§ **Supplied material**:
_____
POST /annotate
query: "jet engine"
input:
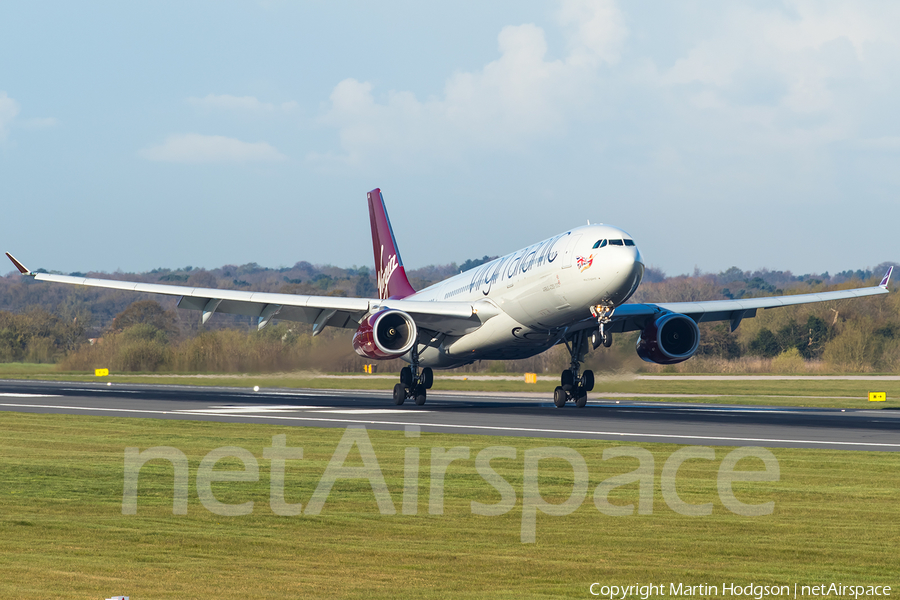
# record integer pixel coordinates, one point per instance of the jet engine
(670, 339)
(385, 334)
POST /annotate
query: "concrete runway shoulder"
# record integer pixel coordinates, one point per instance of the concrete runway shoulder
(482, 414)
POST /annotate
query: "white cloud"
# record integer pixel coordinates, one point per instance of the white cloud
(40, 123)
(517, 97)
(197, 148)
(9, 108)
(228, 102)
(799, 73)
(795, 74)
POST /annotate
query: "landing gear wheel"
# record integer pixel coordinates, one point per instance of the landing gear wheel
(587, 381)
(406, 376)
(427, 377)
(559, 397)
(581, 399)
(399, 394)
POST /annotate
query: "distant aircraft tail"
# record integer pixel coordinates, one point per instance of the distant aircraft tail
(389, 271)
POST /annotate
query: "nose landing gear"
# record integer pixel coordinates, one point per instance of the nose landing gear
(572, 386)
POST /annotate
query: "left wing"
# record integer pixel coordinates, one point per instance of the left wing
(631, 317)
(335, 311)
_____
§ **The task**:
Only lines holding the word "query" belong in the answer; copy all of them from the records.

§ **Output for this task**:
query: "jet engine"
query: "concrete runway shoulder"
query: "white cloud"
query: "landing gear wheel"
query: "distant aircraft tail"
query: "nose landing gear"
query: "left wing"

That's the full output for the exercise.